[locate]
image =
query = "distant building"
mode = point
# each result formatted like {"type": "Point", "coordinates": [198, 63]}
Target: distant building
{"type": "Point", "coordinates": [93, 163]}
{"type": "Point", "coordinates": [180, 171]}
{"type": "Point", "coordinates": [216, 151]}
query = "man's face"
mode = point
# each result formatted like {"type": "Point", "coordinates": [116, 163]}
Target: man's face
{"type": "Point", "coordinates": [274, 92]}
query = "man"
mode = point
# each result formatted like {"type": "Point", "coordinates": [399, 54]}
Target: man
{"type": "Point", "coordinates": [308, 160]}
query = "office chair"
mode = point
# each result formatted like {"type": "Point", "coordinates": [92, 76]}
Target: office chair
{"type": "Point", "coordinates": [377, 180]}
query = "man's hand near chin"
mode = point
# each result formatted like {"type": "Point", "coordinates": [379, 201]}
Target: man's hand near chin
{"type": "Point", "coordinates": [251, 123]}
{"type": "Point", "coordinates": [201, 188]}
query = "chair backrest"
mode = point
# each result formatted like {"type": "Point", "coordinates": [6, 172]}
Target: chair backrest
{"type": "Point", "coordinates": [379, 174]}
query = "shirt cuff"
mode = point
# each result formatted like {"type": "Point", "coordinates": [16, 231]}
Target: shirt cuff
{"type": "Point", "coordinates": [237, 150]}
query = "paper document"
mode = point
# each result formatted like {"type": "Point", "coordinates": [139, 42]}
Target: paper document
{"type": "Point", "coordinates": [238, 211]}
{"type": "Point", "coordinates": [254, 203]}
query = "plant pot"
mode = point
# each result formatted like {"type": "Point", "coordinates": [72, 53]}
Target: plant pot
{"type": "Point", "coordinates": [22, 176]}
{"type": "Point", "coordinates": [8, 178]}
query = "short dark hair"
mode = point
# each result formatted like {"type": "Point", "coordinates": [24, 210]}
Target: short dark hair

### WORK TO BE COMPLETED
Print the records above in full, exactly.

### RESULT OF THE TASK
[locate]
image =
query = "distant building"
mode = point
# each result formatted like {"type": "Point", "coordinates": [198, 63]}
Target: distant building
{"type": "Point", "coordinates": [93, 163]}
{"type": "Point", "coordinates": [180, 171]}
{"type": "Point", "coordinates": [216, 151]}
query = "man's face"
mode = point
# each result formatted like {"type": "Point", "coordinates": [116, 163]}
Target: man's face
{"type": "Point", "coordinates": [274, 92]}
query = "man"
mode = point
# each result formatted like {"type": "Point", "coordinates": [399, 54]}
Target: man
{"type": "Point", "coordinates": [308, 160]}
query = "office chair"
mode = point
# each result formatted like {"type": "Point", "coordinates": [92, 76]}
Target: office chair
{"type": "Point", "coordinates": [377, 180]}
query = "man's hand near chin"
mode = point
# each result formatted like {"type": "Point", "coordinates": [379, 201]}
Target: man's hand near chin
{"type": "Point", "coordinates": [251, 123]}
{"type": "Point", "coordinates": [201, 188]}
query = "chair backrest"
mode = point
# each result formatted like {"type": "Point", "coordinates": [6, 172]}
Target: chair backrest
{"type": "Point", "coordinates": [379, 174]}
query = "shirt cuff"
mode = point
# each result formatted like {"type": "Point", "coordinates": [16, 231]}
Target: shirt cuff
{"type": "Point", "coordinates": [237, 150]}
query = "paper document"
mode = point
# each result formatted like {"type": "Point", "coordinates": [139, 42]}
Target: paper document
{"type": "Point", "coordinates": [238, 211]}
{"type": "Point", "coordinates": [254, 203]}
query = "plant pot"
mode = point
# each result formatted like {"type": "Point", "coordinates": [72, 53]}
Target: plant pot
{"type": "Point", "coordinates": [22, 176]}
{"type": "Point", "coordinates": [8, 178]}
query = "short dark hair"
mode = point
# each result formatted like {"type": "Point", "coordinates": [24, 210]}
Target: short dark hair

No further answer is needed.